→ **Exercise requirements**:
Whenever a line in the entries includes the word "place", copy that line out.
** Records shown follows **
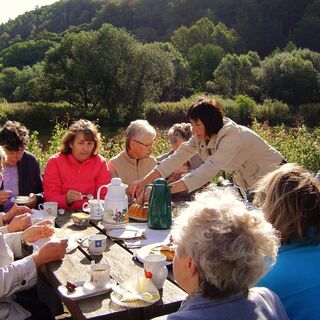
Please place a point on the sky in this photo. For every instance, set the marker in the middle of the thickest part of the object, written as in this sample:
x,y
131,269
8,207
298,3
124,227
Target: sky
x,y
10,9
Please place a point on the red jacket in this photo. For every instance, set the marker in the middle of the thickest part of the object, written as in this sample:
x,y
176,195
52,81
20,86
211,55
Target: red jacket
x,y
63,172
** End of Records shown **
** Records shown follows **
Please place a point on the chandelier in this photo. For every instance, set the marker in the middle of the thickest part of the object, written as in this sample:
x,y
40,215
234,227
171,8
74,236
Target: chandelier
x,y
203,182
** End of Records shown **
→ **Reply**:
Please place a point on the sky in this photo. For every instance, set the marker in the middle of the thickest part of the object, written as in this sample:
Please place a point on the red jacket in this photo. For every instance, set the marker in the middle of the thickest part of the object, written as in this sample:
Please place a point on the chandelier in this photo. For every instance, set the marker in the middle of the thickest part of the object, written as in this sample:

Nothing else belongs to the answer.